**Study text:**
%%

Abbi Signs boosts output and profits

Left to right: Steve Goodfellow, Chris Goodfellow and John Goodfellow
Left to right: Steve Goodfellow, Chris Goodfellow and John Goodfellow

Abbi Signs has boosted turnaround times by around 50% after installing its first flatbed as it looks to expand its offering.

The family run business, which celebrates its 40th anniversary this year, installed the £68,000 Mimaki JFX200-2513 EX at its Widnes, Cheshire site in mid-September.

It joined an existing Mimaki JVC30-160 roll-to-roll solvent printer.

Founder and managing director John Goodfellow said that he and the firm’s production director, his son Steve, looked at various options, including used machines, and visited several print operations to assess the technologies, but in the end the JFX-200 was a “no-brainer”.

“We looked at a couple of colleague printers that kindly let us have a look at their operation. It looked good and was attractive to us, there were a lot of time savings and time is money,” said John Goodfellow.

Launched last year, the entry level 35sqm/hr UV flatbed prints on substrates up to 2.5x1.3m in a wide variety of materials up to 50mm thick. It can run in various configurations up to six colours (CMYK, Lc and Lm) plus clear and white.

%%

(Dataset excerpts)

%%

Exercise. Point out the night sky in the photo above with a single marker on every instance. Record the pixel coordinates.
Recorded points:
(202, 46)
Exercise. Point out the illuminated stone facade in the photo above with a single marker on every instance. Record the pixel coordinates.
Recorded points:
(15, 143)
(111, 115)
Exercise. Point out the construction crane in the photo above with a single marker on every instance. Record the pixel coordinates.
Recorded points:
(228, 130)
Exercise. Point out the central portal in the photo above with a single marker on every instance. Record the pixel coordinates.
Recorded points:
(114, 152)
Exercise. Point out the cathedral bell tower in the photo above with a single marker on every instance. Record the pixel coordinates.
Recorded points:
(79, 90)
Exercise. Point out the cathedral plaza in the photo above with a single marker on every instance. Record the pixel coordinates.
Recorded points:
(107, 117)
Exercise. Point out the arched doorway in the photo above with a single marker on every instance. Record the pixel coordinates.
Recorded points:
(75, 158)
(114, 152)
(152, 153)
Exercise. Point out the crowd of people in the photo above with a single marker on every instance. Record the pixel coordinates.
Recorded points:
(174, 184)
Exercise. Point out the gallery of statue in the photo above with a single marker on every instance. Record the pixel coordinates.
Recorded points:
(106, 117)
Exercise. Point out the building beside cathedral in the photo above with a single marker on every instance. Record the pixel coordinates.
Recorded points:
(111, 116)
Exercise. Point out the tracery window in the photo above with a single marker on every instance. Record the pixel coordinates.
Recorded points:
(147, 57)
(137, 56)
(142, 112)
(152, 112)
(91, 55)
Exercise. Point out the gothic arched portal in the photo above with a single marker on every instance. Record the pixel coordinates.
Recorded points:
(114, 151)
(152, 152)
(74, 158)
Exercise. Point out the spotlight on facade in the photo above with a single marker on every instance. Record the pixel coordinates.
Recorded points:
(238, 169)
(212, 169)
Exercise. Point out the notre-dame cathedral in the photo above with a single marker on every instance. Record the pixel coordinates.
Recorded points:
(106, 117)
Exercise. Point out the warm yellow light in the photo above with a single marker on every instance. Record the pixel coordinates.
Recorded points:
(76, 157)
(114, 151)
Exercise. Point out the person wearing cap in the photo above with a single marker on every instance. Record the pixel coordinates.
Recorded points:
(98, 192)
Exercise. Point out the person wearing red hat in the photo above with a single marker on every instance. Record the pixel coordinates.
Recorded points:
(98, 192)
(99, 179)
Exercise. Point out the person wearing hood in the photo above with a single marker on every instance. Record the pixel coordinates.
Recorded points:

%%

Pick up the news article about Abbi Signs and its new flatbed printer after its final sentence and keep writing it.

Prior to the flatbed’s arrival, the business produced jobs on its roll-to-roll solvent machine, waited for them to degas and then laminated and mounted on a board, but with the new flatbed, which was supplied by CMYUK, Steve Goodfellow said turnaround times had been improved: “We’re now probably 50% faster and 30% more profitable, and that’s just with our existing work.”

The business reconfigured its retail space, including a new physical storefront to better promote the business and open up its front office to make room for the new flatbed.

“As Steve said, we’ve a workshop down there and an office/reception, we make no money out of the office,” quipped Goodfellow senior.

He said one of the few positive outcomes of the pandemic was that with some of the office-based employees of the 10-staff firm now working from home, it had freed up the required space.

The investment has also opened a number of new opportunities for the business including trade printing of customised estate agent boards.

“It will allow us to carry out work we haven’t done before. It’s going to open up markets that we couldn’t even have applied for,” said Goodfellow.

The business has traded throughout the pandemic, albeit at times with a skeleton staff, primarily because a chunk of its work is producing Hazchem labels for the chemicals industry and HGV graphics which remained largely unaffected.

Three generations of Goodfellows work at the company, which is named after Steve Goodfellow's youngest daughter, with his son Chris the workshop manager. The business is running at around 50% of its pre-Covid levels, although John Goodfellow said “things were picking up”.